GIVEN EXERCISE -
Rewrite the lines between the one holding "OBJECT_OF_INTEREST = smartphone" and the one holding "[50,372,71,504]", inclusive, and offset every bounding box coordinate by -62. Keep all other text unchanged.

### DATA TO PROCESS ###

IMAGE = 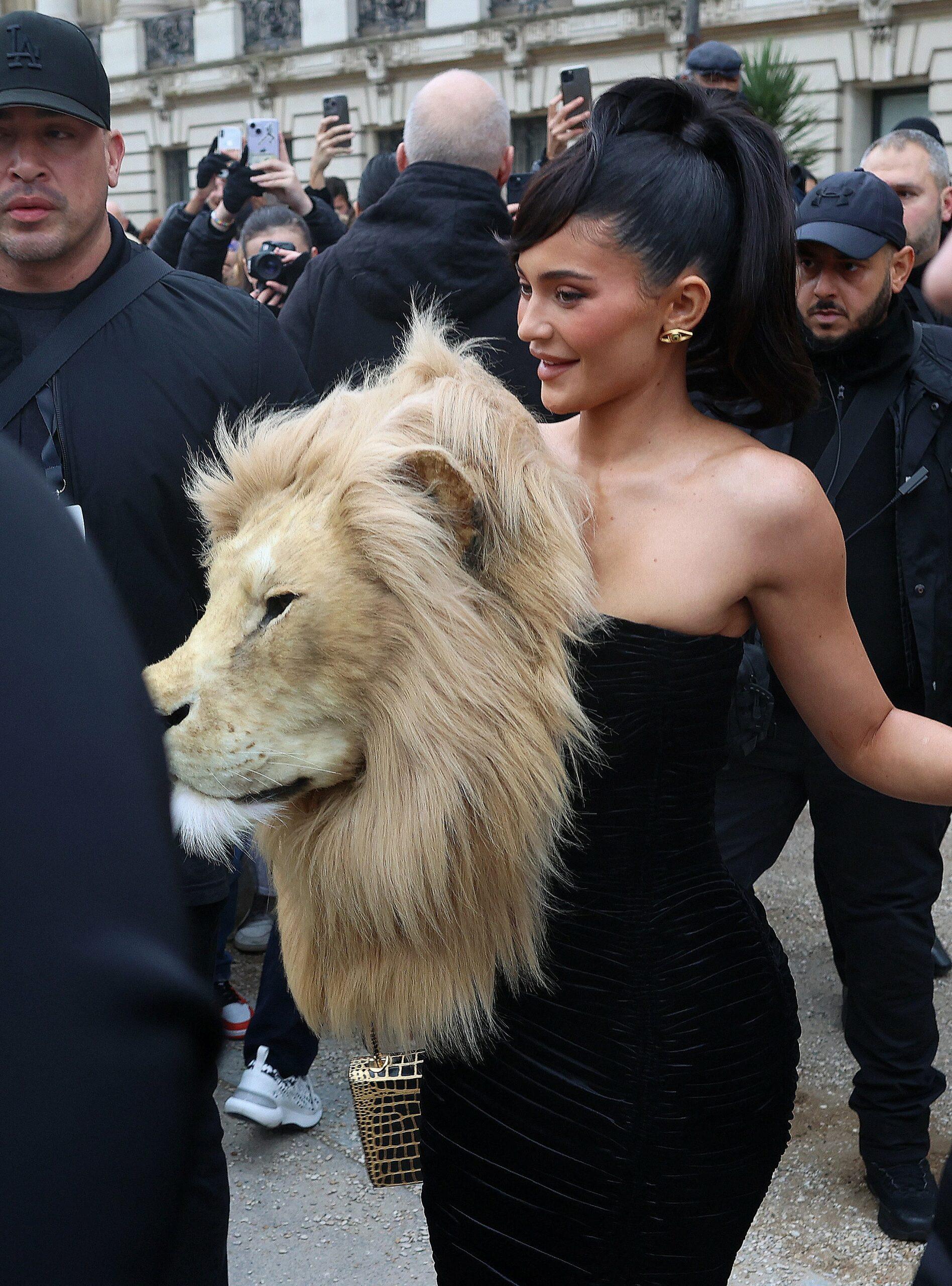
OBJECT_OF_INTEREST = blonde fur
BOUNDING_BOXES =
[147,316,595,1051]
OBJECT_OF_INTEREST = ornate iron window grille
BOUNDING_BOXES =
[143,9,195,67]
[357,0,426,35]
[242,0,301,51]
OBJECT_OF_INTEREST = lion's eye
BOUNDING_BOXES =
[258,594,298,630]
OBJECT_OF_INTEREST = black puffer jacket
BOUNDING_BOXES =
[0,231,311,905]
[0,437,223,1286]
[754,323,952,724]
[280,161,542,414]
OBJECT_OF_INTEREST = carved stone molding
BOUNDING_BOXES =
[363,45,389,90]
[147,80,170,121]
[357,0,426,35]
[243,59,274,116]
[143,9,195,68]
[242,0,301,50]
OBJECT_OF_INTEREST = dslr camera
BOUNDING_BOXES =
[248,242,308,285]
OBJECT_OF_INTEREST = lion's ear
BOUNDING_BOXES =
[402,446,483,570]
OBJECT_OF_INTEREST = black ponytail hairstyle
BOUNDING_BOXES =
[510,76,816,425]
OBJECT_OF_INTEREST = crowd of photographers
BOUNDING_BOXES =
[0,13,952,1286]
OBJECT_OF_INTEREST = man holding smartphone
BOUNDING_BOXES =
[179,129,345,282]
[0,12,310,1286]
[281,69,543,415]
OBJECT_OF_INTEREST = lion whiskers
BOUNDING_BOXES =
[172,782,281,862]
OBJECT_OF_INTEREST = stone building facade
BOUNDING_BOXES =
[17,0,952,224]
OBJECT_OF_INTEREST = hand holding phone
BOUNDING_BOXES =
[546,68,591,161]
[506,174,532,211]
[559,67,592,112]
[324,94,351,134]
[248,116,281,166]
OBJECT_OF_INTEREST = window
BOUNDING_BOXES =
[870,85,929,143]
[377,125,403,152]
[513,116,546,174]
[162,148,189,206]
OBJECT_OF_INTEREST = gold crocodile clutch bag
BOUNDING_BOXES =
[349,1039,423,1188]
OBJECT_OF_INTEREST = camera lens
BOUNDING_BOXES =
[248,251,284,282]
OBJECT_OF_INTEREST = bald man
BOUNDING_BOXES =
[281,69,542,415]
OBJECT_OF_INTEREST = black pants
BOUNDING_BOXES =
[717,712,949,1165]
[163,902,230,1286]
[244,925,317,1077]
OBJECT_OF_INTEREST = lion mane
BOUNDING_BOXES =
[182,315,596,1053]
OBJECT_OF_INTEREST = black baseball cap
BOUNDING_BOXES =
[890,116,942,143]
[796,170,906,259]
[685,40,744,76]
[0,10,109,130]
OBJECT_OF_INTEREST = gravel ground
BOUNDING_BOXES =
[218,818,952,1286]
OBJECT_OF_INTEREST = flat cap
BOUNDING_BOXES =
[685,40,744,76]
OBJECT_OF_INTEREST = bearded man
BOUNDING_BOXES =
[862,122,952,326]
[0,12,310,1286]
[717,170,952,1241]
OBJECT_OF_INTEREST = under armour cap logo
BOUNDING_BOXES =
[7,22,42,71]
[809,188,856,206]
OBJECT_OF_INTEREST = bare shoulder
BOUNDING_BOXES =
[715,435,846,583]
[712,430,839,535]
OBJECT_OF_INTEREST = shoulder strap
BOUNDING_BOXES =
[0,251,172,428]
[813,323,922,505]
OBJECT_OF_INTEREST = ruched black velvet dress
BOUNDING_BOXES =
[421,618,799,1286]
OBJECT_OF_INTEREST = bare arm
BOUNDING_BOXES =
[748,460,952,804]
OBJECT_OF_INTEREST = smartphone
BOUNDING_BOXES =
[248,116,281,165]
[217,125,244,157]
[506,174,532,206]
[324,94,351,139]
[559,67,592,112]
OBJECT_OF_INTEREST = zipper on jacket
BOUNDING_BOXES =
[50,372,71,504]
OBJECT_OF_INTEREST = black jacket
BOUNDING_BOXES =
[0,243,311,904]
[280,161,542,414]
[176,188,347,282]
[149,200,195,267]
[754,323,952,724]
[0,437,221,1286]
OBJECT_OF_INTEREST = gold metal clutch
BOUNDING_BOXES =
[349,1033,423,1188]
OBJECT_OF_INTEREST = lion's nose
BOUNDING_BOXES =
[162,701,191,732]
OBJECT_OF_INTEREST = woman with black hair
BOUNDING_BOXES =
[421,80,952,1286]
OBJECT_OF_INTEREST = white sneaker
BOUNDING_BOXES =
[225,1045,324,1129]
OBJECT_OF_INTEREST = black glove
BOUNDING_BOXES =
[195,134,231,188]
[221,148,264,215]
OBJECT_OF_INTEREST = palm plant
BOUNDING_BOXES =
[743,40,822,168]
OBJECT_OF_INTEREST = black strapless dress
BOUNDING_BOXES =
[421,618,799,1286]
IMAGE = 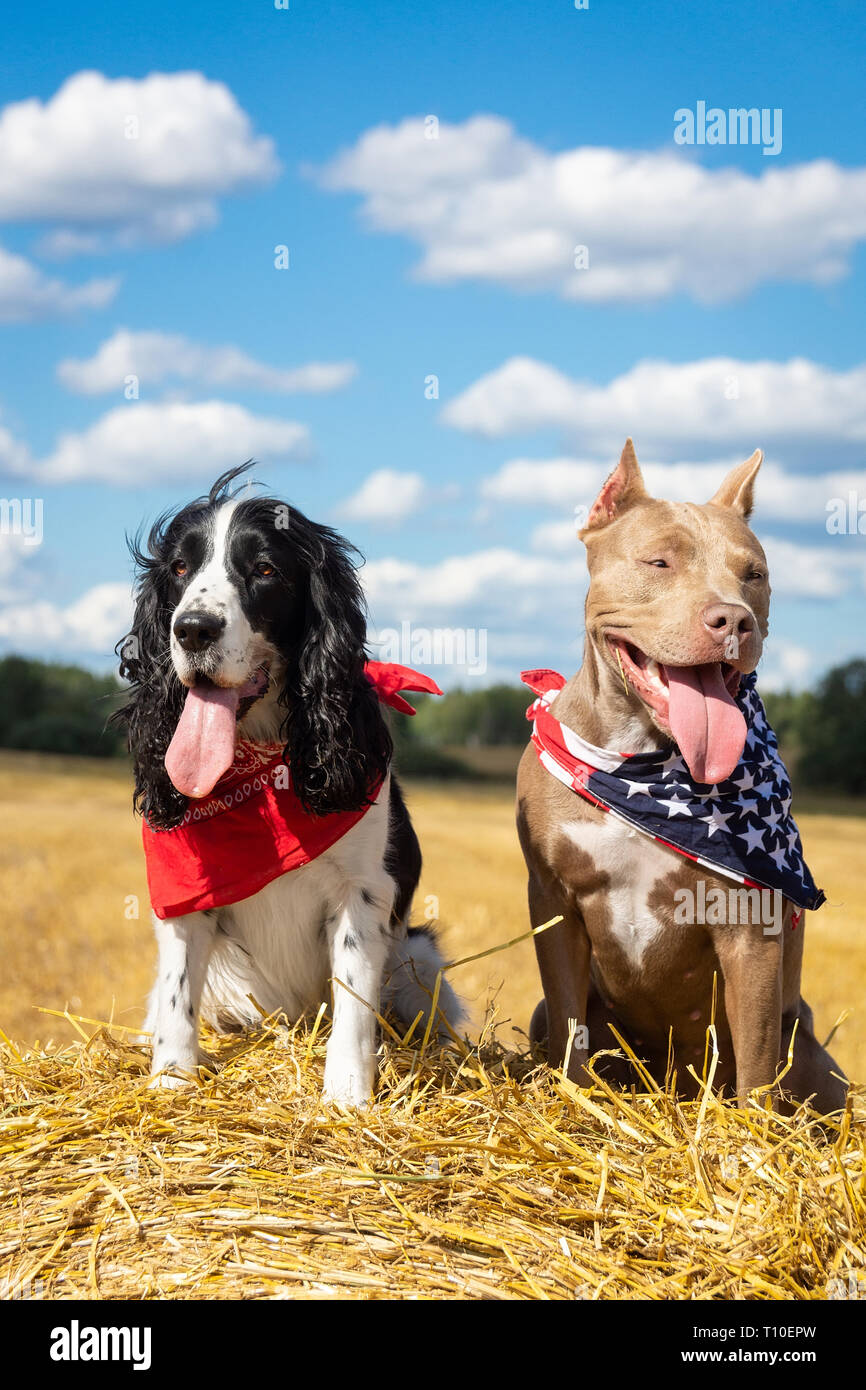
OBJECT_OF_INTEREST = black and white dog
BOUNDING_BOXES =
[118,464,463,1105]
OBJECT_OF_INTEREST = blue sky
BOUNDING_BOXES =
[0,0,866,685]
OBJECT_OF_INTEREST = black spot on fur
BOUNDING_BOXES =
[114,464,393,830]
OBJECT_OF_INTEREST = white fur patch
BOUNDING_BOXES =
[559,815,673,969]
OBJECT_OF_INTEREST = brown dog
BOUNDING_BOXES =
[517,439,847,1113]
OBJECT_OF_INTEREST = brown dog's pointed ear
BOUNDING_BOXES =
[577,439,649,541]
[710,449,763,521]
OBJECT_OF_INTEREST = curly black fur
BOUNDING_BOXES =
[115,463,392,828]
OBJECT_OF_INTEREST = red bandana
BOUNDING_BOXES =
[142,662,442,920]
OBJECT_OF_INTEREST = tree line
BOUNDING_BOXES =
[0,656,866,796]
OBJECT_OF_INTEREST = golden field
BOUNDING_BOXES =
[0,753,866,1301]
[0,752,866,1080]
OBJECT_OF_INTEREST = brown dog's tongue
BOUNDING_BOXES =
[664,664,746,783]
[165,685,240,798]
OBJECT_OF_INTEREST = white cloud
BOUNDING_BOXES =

###

CORRECT RESPONSE -
OBJECT_OF_INTEREST = smartphone
BOUNDING_BOXES =
[186,54,219,103]
[155,63,182,95]
[444,112,470,144]
[262,32,289,77]
[497,5,530,50]
OBJECT_OF_INTEREST = zipper on jacket
BOUNDING_BOXES =
[-12,310,9,442]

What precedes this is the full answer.